Suppose I have a reference that’s shared across two threads.
One of the threads only sets the reference, and the other only dereferences it. Does this need a lock around the reference? On setting, on dereferencing, or both?
What about if either thread can set it and dereference it? Same questions.
In fact, what are the exact rules for when a lock is needed?
I think I have quite a few experience on this topic.
First of all, you’ll have to distinguish the difference between “mutation” (e.g. “pop!”) and “re-bind” (e.g. setfield!). The latter is a bit more tricky.
If there is only one threads doing setfield! to a reference while there are multiple other threads reading it, you may have the desirable result where you either read the old or the new but not an intermediate invalid result. In this situation you may get away with not adding locks, but you’ll have to test the feasibility on your specific machine. Here is an example I devised
import Random.seed! as seed!
N::Int = 999
function gen(cnt)
if cnt % 2 == 1
seed!(1)
return rand(Int128, N, N)
else
seed!(3)
return rand(Int128, N, N)
end
end;
function check(r)
s = getfield(r, :x)
if s == gen(0)
println(0)
elseif s == gen(1)
println(1)
else # I cannot see this in practice
println("\tEEEEEEEEEEEEEEEEEEEEEEEEEEEEEEEE")
end
end;
function test(r)
for c = 1:10000000
for j = 1:14
Threads.@spawn check(r)
end
println("c=$c")
setfield!(r, :x, gen(c))
end
end
test(Ref(gen(0)))
As a rule of thumb, try it on your machine. If you find that the resulting behavior is acceptable or as expected even if you didn’t add locks, you can persevere (without locks).
Base collection types require manual locking if used simultaneously by multiple threads where at least one thread modifies the collection (common examples include push! on arrays, or inserting items into a Dict).
So you do need a lock in this case.

Provided data
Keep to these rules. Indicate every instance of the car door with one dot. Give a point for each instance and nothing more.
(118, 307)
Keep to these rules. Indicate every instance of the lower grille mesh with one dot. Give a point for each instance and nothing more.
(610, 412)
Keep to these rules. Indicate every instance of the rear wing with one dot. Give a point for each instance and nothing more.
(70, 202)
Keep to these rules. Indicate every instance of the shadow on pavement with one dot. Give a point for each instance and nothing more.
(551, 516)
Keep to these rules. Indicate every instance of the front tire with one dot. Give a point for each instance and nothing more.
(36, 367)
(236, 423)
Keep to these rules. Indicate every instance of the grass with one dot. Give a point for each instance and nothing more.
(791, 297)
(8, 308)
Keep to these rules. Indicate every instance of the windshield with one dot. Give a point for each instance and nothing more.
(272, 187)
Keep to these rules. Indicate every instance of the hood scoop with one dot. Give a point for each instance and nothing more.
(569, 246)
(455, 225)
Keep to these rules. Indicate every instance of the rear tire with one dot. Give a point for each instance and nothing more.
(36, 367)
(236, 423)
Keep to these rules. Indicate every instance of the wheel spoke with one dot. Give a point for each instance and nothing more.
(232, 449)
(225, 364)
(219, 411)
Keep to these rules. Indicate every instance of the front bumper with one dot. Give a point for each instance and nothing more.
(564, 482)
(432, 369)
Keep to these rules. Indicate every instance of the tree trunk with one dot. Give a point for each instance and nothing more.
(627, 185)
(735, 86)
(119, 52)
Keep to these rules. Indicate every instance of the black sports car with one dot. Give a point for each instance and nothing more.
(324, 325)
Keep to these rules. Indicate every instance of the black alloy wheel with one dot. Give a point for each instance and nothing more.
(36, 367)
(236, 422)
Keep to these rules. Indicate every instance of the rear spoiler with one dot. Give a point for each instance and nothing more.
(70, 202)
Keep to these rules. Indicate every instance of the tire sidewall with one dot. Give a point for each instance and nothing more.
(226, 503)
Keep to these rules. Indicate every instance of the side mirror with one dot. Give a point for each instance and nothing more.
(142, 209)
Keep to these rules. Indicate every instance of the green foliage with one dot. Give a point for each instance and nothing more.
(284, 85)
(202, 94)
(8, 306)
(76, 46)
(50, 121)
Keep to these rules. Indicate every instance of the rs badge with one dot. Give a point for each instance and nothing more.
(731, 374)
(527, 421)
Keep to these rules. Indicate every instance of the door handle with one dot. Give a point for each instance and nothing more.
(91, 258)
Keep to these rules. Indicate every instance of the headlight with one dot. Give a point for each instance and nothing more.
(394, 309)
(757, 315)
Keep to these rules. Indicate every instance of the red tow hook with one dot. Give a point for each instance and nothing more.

Tasks for this exercise
- A) In the text on sharing a reference across threads, what common examples are given of modifying a Base collection that calls for manual locking?
- B) Carry on the text on sharing a reference across threads, picking up after its final sentence.
The records can be left aside here.

Responses to the tasks
- A) Using push! on arrays and inserting items into a Dict.

- B)
In general, the Julia compiler will try to optimize your code assuming there is only one thread, unless you use locks, channels, or atomics. I found https://assets.bitbashing.io/papers/concurrency-primer.pdf to be helpful for understanding atomics.
The first response to your question is not correct. Especially this advice:
As a rule of thumb, try it on your machine. If you find that the resulting behavior is acceptable or as expected even if you didn’t add locks, you can persevere (without locks).
Race conditions often don’t appear during testing, or appear only very sporadically due to the interactions with the environment. It’s not sufficient to check a few times and move on.
In fact, what are the exact rules for when a lock is needed?
In all the cases you’ve described, I would recommend a lock.
In the simplest case where one thread writes and the other reads, it is possible that the reader may read the memory mid-write, in which case you risk reading an intermediate, garbage value. When there are multiple writers, the situation is compounded.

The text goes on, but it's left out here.